I'm a little confused about why we need to add a BasicTargetTransformInfo and
also an AMDGPUTargetTransformInfo.  What is the reason for this?

> +}
> +
>  bool
>  AMDGPUPassConfig::addPreISel() {
>    const AMDGPUSubtarget &ST = TM->getSubtarget<AMDGPUSubtarget>();
> Index: lib/Target/R600/AMDGPUTargetTransformInfo.cpp
> ===================================================================
> --- lib/Target/R600/AMDGPUTargetTransformInfo.cpp	(revision 0)
> +++ lib/Target/R600/AMDGPUTargetTransformInfo.cpp	(revision 0)

It looks like you forgot to add this new file to CMakeLists.txt.

> @@ -0,0 +1,90 @@
> +//===-- AMDGPUTargetTransformInfo.cpp - AMDGPU specific TTI pass
> +//----------------===//
> +//
> +//                     The LLVM Compiler Infrastructure
> +//
> +// This file is distributed under the University of Illinois Open Source
> +// License. See LICENSE.TXT for details.

**Job 1:**
Answer these questions about the code review excerpt:
(a) Which two classes does the reviewer say they are confused about adding?
(b) Which file does the reviewer say the new file was not added to?
(c) Under what license is the new file distributed?
**Job 2:** Print the stretch of the code review excerpt from "It looks like" through "LICENSE.TXT for details.", word for word.
Use only the code review excerpt above to do these.

**Collected data:**
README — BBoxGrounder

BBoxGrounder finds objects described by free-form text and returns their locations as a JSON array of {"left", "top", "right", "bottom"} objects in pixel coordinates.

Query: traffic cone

**Expected answer 1:**
(a) BasicTargetTransformInfo and AMDGPUTargetTransformInfo
(b) CMakeLists.txt
(c) The University of Illinois Open Source License

**Expected answer 2:**
It looks like you forgot to add this new file to CMakeLists.txt.

> @@ -0,0 +1,90 @@
> +//===-- AMDGPUTargetTransformInfo.cpp - AMDGPU specific TTI pass
> +//----------------===//
> +//
> +//                     The LLVM Compiler Infrastructure
> +//
> +// This file is distributed under the University of Illinois Open Source
> +// License. See LICENSE.TXT for details.